▸ **Extracted text**
*****
Next, to assess value, we created our own set of rankings for all draft prospects using 2 different approaches: (1) using current and former NHL players that played in these junior hockey leagues between 1997 – 2015, fit a ridge regression of their junior hockey stats to their (a) NHL GVT and (b) an indicator if they played 10 NHL games, and use the best-fit equation to project draft prospects, and (2) find comparable players based on junior hockey statistics using a K-nearest neighbors approach, and use the comparable players’ NHL performance to project draft prospects. We will focus on (2), the K-nearest neighbors approach, as it is the more interesting approach and something we have not previously discussed, whereas regression analyses of college stats tend to be done more often and are highly limiting.

The intuition behind using a K-nearest neighbors approach is that players with similar junior data should perform similarly in the NHL, so finding the most comparable historical junior hockey players for the current draft prospects, and looking at those comparables’ NHL performances, could serve as a good proxy for the current draft prospect’s expected NHL performance. We defined a similar player as a player that played in the same junior hockey league, played the same position (classified either as a forward or defenseman), and then assessed closeness in comparability in height, weight, age, goals, assists, and plus-minus. Setting K = 10, we found for each draft prospect the 10 most comparable players according to this criteria. As an example, we show the results for Pierre-Luc Dubois, the #1 ranked North American skater by Central Scouting:

To reiterate, we found the 10 most comparable players by the latter six statistics, with playing in the same league at the same position a requirement for being a comparable player. We assess closeness in comparability to the other six statistics based on a player’s number of standard deviations away from the mean for each category (for example, Pierre-Luc Dubois was 1.59 standard deviations above the mean for goals scored, so he would be comparable to other players that were 1.59 standard deviations above the mean for goals scored in their junior hockey season). The K-nearest neighbors algorithm is what solves for these 10 most similar players, by minimizing the differences between the statistics. Once the comparables are found, to get a player’s projected GVT, we simply took an average of the NHL GVTs of the 10 comparable players, and the same follows for estimating a player’s chances of making the NHL by calculating the percentage of comparable players that made it into the NHL themselves.
*****
▸ **Data supplied**
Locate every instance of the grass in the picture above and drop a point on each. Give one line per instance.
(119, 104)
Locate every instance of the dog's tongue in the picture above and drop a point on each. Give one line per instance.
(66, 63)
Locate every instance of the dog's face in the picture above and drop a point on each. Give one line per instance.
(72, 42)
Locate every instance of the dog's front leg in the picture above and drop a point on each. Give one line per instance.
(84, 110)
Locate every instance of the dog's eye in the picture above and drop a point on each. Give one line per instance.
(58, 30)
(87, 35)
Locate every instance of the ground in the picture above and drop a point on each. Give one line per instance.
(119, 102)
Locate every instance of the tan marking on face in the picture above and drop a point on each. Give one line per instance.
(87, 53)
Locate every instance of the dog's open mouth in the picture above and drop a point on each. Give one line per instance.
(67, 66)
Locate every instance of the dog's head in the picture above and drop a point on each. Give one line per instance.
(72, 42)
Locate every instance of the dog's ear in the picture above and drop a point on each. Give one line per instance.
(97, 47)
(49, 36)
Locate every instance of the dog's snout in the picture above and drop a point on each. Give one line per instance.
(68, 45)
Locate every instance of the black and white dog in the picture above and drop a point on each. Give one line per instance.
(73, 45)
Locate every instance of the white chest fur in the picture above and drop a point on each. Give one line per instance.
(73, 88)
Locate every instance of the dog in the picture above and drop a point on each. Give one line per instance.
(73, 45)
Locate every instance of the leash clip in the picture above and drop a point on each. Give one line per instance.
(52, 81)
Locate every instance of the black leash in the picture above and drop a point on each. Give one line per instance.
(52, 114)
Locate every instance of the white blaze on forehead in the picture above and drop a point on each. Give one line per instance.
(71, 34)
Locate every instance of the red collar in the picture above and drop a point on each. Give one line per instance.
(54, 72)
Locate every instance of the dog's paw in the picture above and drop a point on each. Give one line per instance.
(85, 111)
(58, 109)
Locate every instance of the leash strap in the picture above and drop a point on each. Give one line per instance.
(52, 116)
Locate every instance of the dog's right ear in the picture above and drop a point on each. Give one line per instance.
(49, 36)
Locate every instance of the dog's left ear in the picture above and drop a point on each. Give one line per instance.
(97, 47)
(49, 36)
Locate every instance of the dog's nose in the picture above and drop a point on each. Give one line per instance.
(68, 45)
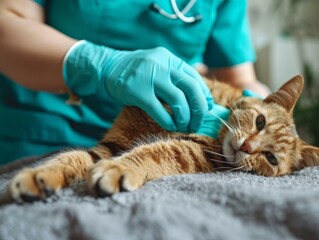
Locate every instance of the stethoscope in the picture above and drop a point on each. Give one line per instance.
(177, 13)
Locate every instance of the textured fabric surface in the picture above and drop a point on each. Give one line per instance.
(203, 206)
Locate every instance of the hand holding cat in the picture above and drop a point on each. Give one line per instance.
(142, 78)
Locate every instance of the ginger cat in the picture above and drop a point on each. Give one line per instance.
(259, 136)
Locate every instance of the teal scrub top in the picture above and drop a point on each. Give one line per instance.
(33, 122)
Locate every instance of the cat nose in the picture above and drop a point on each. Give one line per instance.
(245, 147)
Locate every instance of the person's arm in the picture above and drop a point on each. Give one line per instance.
(242, 76)
(31, 52)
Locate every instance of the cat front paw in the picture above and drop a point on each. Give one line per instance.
(108, 177)
(31, 185)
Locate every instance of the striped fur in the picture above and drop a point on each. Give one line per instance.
(140, 150)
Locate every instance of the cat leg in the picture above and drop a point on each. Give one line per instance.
(131, 170)
(43, 181)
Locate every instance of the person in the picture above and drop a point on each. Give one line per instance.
(108, 54)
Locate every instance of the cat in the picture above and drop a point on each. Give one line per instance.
(259, 137)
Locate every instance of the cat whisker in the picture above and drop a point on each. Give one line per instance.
(234, 169)
(236, 117)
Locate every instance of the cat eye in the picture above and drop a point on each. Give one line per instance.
(260, 122)
(271, 158)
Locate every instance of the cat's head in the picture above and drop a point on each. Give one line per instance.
(263, 138)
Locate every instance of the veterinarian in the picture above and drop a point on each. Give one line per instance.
(108, 54)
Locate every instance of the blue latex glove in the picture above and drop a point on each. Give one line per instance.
(141, 78)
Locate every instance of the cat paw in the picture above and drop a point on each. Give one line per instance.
(109, 177)
(31, 185)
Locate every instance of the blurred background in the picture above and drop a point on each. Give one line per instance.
(286, 38)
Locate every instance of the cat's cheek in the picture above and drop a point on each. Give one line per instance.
(241, 158)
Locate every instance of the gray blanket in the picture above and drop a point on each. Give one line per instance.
(204, 206)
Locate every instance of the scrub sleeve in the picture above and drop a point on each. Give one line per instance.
(33, 123)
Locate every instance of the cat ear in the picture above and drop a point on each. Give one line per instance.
(288, 94)
(310, 156)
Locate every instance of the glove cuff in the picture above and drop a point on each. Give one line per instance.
(82, 66)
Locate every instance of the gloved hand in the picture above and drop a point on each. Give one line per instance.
(141, 78)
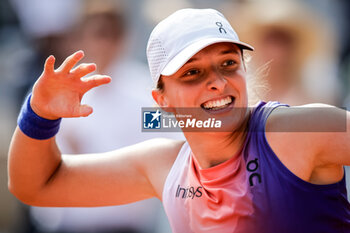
*****
▸ **What to work on**
Answer these questions about the text on ranking NHL draft prospects:
1. Which span of years did the current and former NHL players in the ridge regression play junior hockey?
2. What value was chosen for K?
3. How many standard deviations above the mean for goals scored was Pierre-Luc Dubois?
The listing is separate material and has no connection to the text about ranking NHL draft prospects.

▸ **Written answer**
1. 1997 to 2015.
2. K was set to 10.
3. 1.59 standard deviations.